:: Consigne ::
Recopiez uniquement les enregistrements situés entre la ligne contenant "Plain rules. Mark every instance of the person" et la ligne contenant "x=172 y=182", ces deux lignes comprises, consignes incluses. Multipliez par 2,3 chaque coordonnée x et y des réponses (pas celles des consignes ni de leurs modèles de format) et arrondissez à l'entier le plus proche, les demis vers le haut.

:: Données ::
-=-=-

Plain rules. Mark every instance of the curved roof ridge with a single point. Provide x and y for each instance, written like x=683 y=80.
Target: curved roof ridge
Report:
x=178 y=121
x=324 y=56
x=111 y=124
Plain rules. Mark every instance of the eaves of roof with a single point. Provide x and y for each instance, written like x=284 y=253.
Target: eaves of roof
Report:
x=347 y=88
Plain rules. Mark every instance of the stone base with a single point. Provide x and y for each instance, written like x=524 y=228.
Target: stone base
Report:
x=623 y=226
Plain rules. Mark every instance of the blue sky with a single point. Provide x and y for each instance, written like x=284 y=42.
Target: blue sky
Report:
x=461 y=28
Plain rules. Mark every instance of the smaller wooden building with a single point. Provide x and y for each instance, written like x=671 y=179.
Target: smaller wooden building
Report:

-=-=-

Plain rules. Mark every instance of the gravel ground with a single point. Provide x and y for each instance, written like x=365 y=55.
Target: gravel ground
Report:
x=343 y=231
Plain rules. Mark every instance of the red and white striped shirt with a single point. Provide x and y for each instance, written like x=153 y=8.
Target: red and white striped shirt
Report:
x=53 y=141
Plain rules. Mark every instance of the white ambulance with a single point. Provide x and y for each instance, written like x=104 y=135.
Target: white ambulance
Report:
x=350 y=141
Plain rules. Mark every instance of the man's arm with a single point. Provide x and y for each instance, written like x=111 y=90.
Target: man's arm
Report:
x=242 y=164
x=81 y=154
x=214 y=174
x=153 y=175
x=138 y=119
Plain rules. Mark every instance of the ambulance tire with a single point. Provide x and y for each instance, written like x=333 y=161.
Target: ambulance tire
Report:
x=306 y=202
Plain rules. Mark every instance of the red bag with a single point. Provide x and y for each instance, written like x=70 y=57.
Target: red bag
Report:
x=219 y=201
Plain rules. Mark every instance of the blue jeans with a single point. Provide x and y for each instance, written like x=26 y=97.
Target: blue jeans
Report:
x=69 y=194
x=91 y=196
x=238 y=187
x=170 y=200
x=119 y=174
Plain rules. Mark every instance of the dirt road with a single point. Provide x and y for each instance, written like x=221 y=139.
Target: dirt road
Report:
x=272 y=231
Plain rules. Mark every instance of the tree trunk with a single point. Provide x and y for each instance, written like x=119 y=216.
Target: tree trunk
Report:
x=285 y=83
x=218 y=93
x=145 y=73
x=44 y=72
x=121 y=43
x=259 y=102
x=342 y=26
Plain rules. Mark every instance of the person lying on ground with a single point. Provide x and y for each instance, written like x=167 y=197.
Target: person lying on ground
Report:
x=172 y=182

-=-=-

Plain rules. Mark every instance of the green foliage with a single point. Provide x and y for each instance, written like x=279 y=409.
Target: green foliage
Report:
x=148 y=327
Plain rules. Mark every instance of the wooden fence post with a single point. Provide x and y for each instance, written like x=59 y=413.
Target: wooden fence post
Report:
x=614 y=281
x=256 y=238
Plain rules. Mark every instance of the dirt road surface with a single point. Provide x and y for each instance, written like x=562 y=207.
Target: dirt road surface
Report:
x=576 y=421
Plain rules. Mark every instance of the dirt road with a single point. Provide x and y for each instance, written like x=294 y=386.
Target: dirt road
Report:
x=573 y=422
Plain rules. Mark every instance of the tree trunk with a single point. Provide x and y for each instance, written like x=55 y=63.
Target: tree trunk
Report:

-=-=-

:: Bonne réponse ::
Plain rules. Mark every instance of the person lying on ground with a single point. Provide x and y for each instance, written like x=167 y=197.
Target: person lying on ground
Report:
x=396 y=419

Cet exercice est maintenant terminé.